### WHAT IS EXPECTED:
Your task is to extract the lines from the one holding "Teacher note: locate the stacked" through the end of the material. Set them down exactly and add nothing.

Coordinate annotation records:
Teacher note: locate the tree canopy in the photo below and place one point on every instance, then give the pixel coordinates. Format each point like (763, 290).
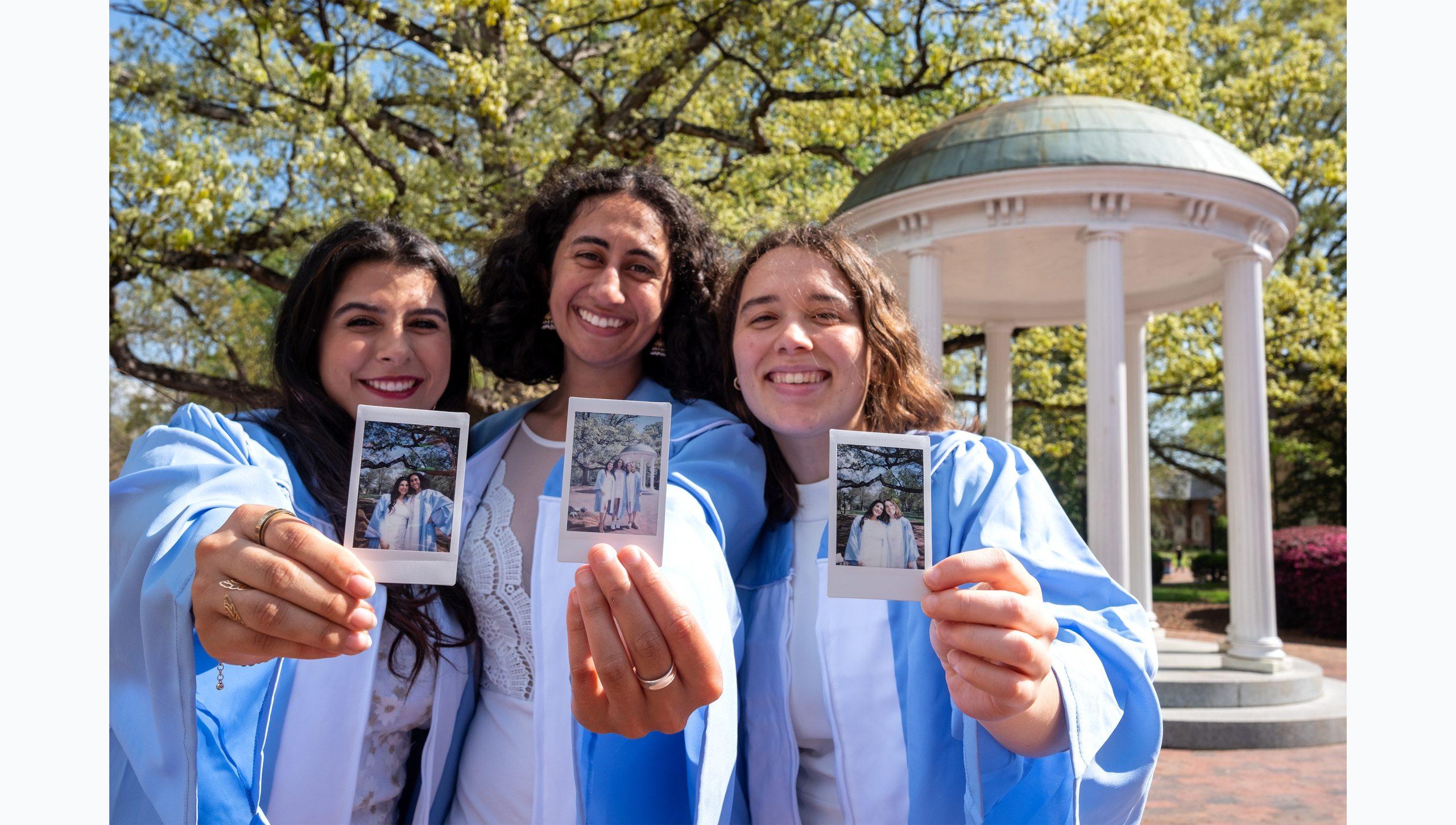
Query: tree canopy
(242, 130)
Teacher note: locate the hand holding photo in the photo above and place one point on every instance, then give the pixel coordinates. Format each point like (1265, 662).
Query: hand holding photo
(882, 523)
(615, 476)
(404, 494)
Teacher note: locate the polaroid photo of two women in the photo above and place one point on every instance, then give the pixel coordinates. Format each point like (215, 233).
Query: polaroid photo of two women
(405, 492)
(880, 530)
(615, 476)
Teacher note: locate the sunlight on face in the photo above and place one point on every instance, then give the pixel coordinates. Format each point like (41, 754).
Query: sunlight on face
(609, 283)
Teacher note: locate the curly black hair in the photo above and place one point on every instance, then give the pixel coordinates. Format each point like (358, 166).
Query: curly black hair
(506, 306)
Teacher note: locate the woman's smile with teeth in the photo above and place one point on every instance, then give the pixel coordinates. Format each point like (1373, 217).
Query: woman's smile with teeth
(599, 321)
(813, 378)
(392, 384)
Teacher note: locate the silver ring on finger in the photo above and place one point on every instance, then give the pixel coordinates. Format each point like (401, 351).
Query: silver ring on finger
(661, 681)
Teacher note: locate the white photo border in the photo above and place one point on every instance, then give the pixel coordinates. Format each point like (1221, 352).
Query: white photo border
(573, 545)
(877, 582)
(408, 566)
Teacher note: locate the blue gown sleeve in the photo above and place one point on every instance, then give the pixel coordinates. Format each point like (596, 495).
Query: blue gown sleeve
(1103, 658)
(376, 521)
(178, 753)
(852, 543)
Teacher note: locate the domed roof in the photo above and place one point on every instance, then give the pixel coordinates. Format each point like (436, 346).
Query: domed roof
(1066, 130)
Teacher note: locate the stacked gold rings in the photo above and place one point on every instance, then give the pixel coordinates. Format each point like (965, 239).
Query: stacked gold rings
(263, 523)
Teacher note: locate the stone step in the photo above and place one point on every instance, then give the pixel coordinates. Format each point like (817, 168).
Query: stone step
(1197, 680)
(1299, 725)
(1169, 645)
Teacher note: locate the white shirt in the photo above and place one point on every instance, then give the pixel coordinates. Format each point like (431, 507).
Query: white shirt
(819, 797)
(497, 780)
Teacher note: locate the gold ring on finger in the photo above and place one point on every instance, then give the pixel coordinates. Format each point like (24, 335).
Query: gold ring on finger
(661, 681)
(232, 610)
(263, 524)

### ANSWER FOR THE TASK:
Teacher note: locate the stacked gold rings in the photo above and place one point on every instance, then give the pixel coordinates. Format each point like (965, 239).
Query: stacked gold rings
(263, 523)
Teacher note: locate the stone step in the photo above and place one point on every instance, then give the pixel coordinates. Format each point like (817, 168).
Query: stone step
(1197, 680)
(1299, 725)
(1169, 645)
Teacher note: locate the white shirt in the photo above and place one point on every instance, then give the pixel coordinates. Format each point like (431, 507).
Query: white shirt
(819, 797)
(497, 780)
Teacher note: locate the gold ring on finger in the photo above and place one point on every instance, then give the pixel coordinates. Format each point like (24, 335).
Query: gold ring on finger
(661, 681)
(232, 610)
(263, 524)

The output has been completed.